A Gazeta do Povo publica hoje a segunda parte da correspondência mantida pela colunista Bruna Frascolla com o filósofo belga Drieu Godefridi:
Hoje
continuamos a correspondência com Drieu Godefridi, filósofo do direito
formado em Sorbonne, cujo livro O Reich Verde foi recentemente traduzido
no Brasil. Como vimos,
ele manifestou ceticismo quanto a explicações gerais que presumam que
"tudo está ligado". Segui então perguntando pelas causas do
progressismo, já que de fato a uniformidade dessa manifestação
político-cultural que cruza os continentes inalterada me espanta.
Pergunta sobre as causas do progressismo
É
possível fazer um paralelo entre o comunismo e o progressismo (chamemos
assim este conjunto ideológico anti-humano) enquanto fenômenos sociais:
tipicamente, os grupos sociais que eram comunistas ontem são
progressistas hoje. Mas à época do comunismo havia uma potência central
que podia explicar a irradiação quase uniforme do comunismo. Se um
comunista europeu soava igual a um comunista africano ou americano,
podia-se explicar o fenômeno pela influência direta da URSS. No entanto,
o mesmo se passa no caso do progressismo -- ou é ainda pior, já que o
comunismo abarcava mais vertentes adversárias e expressivas (vide o
estalinismo e o trotskismo, por exemplo). A uniformidade do progressismo
é inacreditável. Assim, a explicação mais intuitiva é perguntar cui
bono e atribuir-lhe a causa. Respondo que o progressismo é bom para quem
quiser criar monopólios, pois as quotas para LGBTQIAP+, e outras
similares, geram custos adicionais que não podem ser pagos pelos
pequenos. Posso então fechar a sua padaria por transfobia.
No
entanto, se considerarmos que o progressismo não é causado por uma
grande planificação central, teremos de procurar pelas causas nas
mentalidades. Poderemos atribuir a um mal social ou moral a condição de
causa primeira e depois acrescentar os monopolistas como atores sagazes,
porém secundários, que usam essa fragilidade social a seu favor. Ainda
que contraintuitiva, não é má ideia, e pode ser usada para explicar
também o comunismo, colocando a URSS como um ator sagaz que usava a
confusão espiritual da juventude urbana e escolarizada. Era o tipo de
abordagem usual na literatura russa.
Você pensa numa explicação desse tipo?
Resposta
Suas questões são bem interessantes e as respondo sem demora:
1.

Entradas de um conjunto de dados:
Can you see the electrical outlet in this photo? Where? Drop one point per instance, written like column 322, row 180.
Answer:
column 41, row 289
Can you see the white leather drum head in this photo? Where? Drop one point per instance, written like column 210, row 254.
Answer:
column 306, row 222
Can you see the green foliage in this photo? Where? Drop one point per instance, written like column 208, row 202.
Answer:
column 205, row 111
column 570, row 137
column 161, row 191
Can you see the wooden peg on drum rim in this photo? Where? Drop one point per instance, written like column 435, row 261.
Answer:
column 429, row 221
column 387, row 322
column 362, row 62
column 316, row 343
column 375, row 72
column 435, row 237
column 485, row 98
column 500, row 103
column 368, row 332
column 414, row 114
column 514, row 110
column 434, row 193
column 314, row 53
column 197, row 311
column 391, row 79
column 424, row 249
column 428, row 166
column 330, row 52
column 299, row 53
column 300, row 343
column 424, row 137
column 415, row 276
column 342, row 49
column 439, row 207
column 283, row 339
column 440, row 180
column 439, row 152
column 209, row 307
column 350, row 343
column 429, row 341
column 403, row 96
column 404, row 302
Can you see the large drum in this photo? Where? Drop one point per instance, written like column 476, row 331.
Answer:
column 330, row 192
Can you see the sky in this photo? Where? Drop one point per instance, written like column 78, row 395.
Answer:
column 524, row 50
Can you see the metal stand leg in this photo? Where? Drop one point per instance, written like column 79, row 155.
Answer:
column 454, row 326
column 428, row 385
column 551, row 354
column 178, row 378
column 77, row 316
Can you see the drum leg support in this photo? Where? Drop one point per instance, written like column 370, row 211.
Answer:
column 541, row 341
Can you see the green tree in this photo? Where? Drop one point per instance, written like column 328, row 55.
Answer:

Tarefa 1: Segundo o trecho da correspondência com Drieu Godefridi, em que instituição ele se formou?
Tarefa 2: Redija a continuação do trecho da correspondência sobre as causas do progressismo, prosseguindo a resposta a partir do ponto em que ela para.
Os registros dispensam consulta para esta atividade.

Resultado da tarefa 1: Na Sorbonne.

Resultado da tarefa 2:
O que explica a relativa coerência dos comunismos é o papel da URSS,
você tem razão; mas também, e de início, o papel da obra de Karl Marx
(mais Friedrich Engels). Falando em termos doutrinais, o comunismo
sempre foi um marxismo, e não se conhece experiência comunista que não
tenha reivindicado a obra de Marx. Ora, não há nenhum equivalente
doutrinal desse "farol" do comunismo naquilo que você chama de
progressismo contemporâneo. A questão só fica mais interessante!
2.
Antes de respondê-la, uma precisão terminológica: lastimo fortemente
que tenhamos relegado à esquerda o belo nome do progressismo. Por conta
própria, e ao exemplo de Friedrich Hayek, eu sou 'progressista' no
sentido preciso de que eu aprovo e celebro os imensos progressos
tecnológicos dessa civilização que o seu continente e o meu partilham.
Parece-me um erro deixar nas mãos dessa esquerda extremista e regressiva
o nome de progresso, bem como o de liberal. (Liberal, como você sabe,
designava originalmente, tanto em inglês como em francês, os partidários
do free-market [livre mercado]. Hoje, ‘liberal’, nos Estados Unidos,
designa exclusivamente a esquerda, e até os marxistas!)
3.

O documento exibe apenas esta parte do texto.